--- START ---

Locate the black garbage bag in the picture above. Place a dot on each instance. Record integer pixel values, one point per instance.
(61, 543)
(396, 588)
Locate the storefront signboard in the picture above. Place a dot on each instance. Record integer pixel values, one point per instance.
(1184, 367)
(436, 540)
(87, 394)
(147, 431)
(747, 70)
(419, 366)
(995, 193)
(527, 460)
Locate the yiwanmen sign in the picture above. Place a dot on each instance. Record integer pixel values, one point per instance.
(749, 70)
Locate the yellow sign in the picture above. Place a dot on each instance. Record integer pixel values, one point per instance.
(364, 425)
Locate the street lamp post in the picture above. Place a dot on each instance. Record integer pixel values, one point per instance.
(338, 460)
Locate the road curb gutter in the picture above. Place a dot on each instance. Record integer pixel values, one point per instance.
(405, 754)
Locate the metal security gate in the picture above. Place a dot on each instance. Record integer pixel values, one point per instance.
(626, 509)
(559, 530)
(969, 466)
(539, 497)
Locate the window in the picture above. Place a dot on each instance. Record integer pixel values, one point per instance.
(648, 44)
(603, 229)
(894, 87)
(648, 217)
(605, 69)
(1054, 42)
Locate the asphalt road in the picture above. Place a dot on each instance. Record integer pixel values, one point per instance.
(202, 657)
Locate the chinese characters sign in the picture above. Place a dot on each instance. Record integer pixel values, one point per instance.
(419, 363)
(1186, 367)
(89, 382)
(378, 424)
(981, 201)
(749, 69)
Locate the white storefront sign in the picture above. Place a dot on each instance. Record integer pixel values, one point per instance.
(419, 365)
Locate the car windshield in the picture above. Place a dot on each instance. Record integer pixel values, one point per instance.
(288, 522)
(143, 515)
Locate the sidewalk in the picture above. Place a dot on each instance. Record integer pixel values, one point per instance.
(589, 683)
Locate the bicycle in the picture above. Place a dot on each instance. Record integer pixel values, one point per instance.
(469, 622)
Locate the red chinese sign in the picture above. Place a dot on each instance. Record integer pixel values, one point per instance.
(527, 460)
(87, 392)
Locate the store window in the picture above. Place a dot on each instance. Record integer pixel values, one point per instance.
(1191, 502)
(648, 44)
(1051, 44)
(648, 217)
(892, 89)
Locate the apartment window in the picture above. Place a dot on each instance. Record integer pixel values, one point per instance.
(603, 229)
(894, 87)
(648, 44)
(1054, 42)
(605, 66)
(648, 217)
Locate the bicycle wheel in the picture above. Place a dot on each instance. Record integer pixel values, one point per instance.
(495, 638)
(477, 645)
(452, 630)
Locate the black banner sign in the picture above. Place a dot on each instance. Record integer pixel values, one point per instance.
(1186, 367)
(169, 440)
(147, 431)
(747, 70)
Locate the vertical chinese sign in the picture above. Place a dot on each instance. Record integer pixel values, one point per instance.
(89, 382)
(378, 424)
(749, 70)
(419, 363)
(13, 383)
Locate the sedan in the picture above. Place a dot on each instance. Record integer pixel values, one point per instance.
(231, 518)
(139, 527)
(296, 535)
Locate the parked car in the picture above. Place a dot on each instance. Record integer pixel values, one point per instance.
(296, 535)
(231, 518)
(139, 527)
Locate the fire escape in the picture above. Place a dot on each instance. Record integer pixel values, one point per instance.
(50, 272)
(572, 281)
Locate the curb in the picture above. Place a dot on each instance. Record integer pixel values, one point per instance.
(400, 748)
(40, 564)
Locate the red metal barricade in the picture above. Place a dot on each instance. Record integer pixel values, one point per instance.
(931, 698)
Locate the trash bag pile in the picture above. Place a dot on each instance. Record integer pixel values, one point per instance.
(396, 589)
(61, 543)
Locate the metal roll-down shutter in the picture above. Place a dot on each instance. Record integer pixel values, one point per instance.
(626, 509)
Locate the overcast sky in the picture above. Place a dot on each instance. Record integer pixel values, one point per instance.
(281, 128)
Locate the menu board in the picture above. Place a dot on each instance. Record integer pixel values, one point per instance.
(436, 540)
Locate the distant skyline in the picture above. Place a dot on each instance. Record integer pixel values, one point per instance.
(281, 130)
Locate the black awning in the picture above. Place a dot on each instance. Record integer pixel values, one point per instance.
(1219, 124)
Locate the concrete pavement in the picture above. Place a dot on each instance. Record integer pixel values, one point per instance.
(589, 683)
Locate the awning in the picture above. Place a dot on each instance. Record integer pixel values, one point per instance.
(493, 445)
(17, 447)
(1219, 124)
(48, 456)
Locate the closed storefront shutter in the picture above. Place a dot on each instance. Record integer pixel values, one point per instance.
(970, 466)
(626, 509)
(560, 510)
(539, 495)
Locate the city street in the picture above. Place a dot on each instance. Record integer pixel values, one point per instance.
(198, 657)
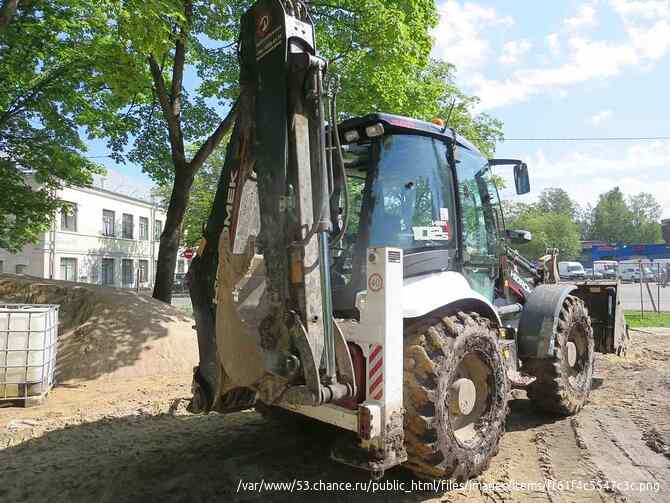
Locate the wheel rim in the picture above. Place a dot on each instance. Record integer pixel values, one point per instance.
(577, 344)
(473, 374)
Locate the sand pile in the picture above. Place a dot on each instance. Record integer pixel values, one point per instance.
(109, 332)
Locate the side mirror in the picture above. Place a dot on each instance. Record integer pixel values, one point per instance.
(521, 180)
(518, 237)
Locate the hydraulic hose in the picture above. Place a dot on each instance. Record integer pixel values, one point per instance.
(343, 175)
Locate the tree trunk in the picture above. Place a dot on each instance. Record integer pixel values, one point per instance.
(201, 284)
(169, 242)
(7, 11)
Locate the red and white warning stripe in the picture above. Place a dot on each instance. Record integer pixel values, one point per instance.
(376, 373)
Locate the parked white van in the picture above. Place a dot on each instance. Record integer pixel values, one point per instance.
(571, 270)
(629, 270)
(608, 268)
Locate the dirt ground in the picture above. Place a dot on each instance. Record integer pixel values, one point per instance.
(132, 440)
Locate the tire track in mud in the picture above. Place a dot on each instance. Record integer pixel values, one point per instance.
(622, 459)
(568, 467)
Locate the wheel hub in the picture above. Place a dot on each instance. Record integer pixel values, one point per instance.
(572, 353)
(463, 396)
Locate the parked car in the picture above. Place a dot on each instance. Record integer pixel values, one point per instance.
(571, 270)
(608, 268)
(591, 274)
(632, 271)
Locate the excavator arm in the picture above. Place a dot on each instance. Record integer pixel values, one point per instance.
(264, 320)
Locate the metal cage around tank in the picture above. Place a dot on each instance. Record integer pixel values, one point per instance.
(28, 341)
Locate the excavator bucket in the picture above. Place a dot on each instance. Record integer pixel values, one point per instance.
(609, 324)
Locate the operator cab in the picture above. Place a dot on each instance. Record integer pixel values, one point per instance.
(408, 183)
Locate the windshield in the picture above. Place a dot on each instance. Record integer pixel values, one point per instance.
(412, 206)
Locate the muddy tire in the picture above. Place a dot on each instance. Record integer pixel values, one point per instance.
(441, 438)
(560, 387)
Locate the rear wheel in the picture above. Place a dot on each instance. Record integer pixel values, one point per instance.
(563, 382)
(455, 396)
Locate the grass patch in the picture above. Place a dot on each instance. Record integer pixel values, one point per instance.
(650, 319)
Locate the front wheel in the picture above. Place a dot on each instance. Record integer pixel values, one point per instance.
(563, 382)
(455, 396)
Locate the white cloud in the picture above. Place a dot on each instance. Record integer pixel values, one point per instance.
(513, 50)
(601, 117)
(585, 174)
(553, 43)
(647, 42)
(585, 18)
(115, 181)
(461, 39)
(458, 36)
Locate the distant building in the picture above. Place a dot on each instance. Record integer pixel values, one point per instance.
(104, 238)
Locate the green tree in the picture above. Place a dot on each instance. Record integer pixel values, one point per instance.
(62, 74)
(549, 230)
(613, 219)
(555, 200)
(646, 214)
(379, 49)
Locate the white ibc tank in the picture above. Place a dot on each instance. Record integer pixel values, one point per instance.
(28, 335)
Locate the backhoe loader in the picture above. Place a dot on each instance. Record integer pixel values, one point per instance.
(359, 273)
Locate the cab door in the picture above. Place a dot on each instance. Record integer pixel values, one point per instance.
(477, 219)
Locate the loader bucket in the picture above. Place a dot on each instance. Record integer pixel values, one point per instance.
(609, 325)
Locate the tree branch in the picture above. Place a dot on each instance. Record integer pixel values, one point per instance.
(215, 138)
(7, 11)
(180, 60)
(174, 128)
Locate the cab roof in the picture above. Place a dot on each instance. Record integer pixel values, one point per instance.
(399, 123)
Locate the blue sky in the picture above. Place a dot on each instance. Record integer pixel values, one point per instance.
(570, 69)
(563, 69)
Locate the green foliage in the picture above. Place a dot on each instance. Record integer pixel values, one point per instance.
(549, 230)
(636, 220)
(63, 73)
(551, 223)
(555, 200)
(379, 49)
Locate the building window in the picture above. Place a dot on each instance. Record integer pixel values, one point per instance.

--- END ---
--- START ---

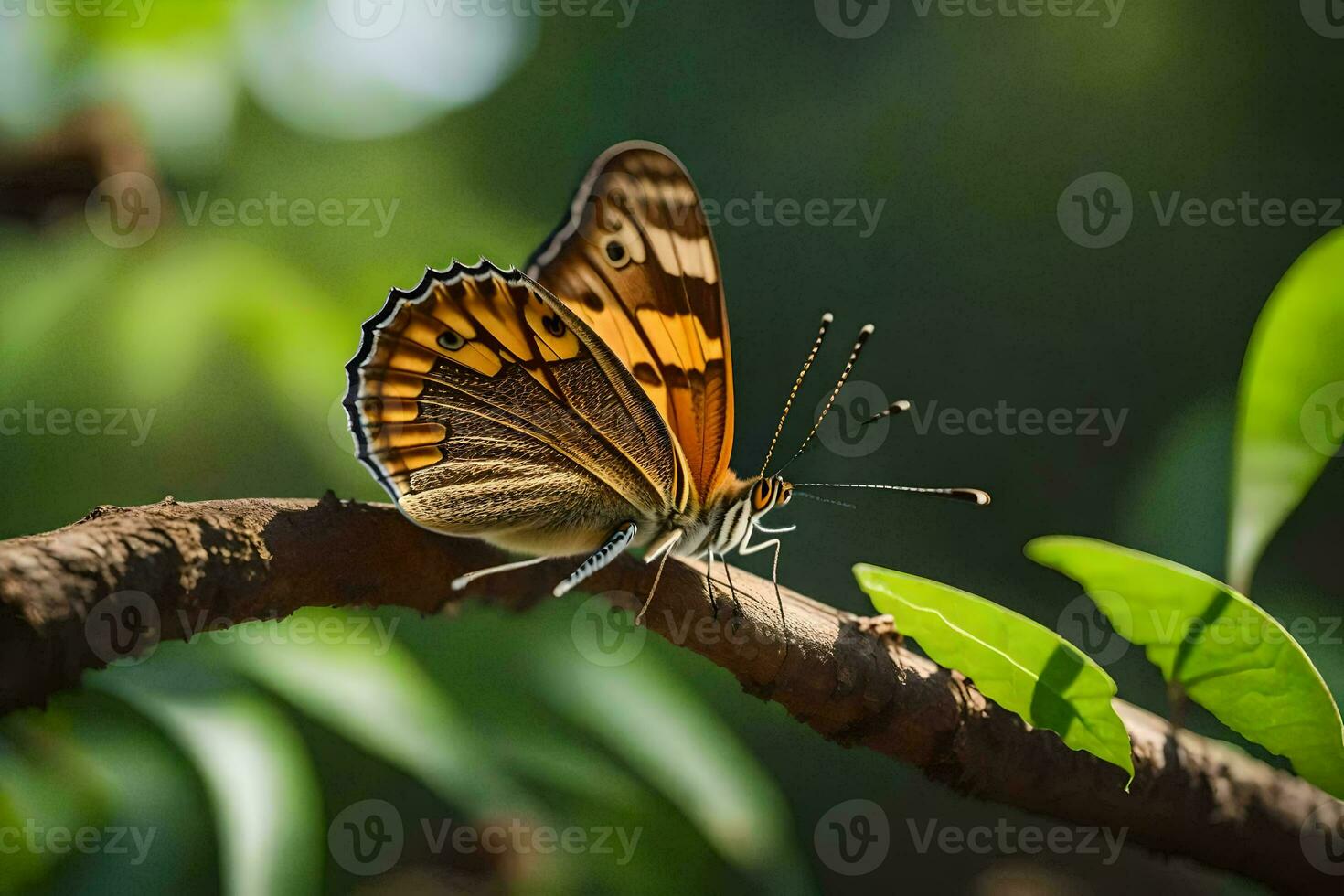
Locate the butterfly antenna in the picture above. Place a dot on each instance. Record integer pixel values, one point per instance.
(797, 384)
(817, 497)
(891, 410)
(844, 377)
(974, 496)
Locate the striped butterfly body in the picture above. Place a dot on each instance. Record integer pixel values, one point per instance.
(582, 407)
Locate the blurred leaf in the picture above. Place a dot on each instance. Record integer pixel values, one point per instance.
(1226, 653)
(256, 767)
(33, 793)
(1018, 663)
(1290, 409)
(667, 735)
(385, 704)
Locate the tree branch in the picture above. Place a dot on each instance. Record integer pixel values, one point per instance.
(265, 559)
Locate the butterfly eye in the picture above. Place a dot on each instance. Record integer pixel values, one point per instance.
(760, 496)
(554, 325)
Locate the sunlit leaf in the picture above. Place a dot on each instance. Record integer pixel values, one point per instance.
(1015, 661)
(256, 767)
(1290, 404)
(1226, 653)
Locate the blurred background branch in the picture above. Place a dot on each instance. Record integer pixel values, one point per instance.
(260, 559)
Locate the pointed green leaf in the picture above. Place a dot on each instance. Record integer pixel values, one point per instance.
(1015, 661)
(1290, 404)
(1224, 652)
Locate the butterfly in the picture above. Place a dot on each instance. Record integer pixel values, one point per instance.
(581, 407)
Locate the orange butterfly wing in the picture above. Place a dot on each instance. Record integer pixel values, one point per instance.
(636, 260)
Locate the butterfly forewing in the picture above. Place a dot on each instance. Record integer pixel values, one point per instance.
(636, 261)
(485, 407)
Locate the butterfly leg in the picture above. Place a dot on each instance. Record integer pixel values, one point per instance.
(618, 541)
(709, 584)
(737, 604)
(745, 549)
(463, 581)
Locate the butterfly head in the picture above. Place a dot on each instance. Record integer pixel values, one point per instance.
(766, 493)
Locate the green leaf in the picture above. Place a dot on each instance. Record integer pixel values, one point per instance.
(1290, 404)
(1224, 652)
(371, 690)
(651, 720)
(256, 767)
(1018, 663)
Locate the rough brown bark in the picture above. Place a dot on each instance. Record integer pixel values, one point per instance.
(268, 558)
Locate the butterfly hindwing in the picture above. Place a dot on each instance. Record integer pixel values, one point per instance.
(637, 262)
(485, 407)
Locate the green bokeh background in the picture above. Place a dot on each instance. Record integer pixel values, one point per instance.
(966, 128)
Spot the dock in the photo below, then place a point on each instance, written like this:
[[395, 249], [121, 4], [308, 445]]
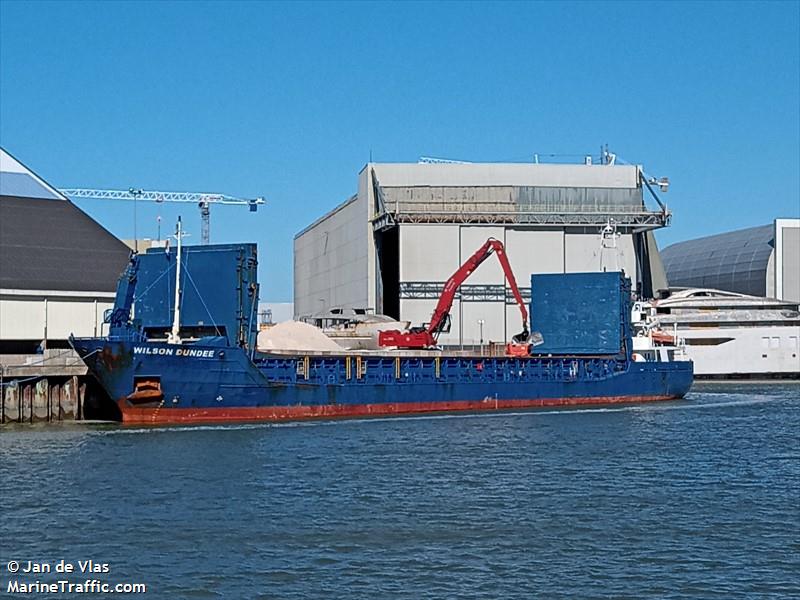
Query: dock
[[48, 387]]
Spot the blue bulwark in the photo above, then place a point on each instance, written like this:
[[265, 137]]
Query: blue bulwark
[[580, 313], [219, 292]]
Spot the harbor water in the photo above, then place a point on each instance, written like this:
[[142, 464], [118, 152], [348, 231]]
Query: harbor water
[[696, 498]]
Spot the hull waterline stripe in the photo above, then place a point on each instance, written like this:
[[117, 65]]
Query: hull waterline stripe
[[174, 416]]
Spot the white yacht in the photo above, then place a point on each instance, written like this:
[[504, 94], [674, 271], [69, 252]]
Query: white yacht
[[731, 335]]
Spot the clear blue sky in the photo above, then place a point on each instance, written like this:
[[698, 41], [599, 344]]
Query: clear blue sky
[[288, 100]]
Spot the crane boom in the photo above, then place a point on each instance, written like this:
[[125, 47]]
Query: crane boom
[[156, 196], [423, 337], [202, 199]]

--- END ---
--- START ---

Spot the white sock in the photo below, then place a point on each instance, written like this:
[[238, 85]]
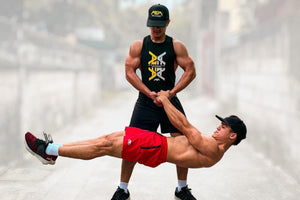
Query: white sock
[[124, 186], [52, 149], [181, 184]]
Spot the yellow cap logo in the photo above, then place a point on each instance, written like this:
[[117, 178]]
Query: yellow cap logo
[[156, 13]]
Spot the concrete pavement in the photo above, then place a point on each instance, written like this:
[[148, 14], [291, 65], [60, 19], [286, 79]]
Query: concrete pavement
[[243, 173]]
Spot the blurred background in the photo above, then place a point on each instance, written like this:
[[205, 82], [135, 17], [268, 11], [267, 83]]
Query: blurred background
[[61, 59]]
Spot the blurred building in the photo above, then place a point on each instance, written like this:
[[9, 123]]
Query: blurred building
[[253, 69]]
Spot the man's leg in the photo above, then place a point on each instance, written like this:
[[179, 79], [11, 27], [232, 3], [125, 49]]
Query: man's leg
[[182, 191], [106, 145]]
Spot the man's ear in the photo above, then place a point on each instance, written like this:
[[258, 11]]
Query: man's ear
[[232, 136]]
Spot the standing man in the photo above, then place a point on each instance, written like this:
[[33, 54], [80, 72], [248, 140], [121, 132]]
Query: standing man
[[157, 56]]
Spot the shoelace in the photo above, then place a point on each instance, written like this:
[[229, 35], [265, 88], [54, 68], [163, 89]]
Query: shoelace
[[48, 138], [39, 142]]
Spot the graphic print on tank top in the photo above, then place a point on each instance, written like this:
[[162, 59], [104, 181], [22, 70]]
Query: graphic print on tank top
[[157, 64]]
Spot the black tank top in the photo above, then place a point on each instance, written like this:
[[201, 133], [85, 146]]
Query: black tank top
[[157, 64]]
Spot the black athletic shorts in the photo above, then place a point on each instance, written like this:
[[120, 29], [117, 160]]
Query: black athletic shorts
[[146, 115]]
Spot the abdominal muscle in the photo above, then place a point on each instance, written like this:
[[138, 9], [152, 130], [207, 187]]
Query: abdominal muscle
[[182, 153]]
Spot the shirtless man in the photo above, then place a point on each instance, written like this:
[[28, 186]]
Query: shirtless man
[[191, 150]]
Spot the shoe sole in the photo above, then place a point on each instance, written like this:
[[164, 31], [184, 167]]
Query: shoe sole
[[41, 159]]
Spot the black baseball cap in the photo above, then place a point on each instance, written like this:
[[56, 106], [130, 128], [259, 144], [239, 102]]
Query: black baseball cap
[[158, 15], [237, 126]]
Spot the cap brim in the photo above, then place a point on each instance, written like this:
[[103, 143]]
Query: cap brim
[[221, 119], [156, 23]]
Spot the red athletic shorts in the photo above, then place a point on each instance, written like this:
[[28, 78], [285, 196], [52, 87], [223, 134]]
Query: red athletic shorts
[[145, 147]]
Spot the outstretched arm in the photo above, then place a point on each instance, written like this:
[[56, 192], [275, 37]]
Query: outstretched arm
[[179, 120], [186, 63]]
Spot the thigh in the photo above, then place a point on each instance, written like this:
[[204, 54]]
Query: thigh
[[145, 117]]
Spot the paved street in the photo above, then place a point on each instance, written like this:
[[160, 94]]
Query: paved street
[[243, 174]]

--- END ---

Your instructions: All lines that contain the word "below" should be copied from the listing.

Result for this exercise:
Spot the dock in the photo below, then place a point on each instance, written like this:
Spot the white sock in the photo below, then place a point on each instance, written like this:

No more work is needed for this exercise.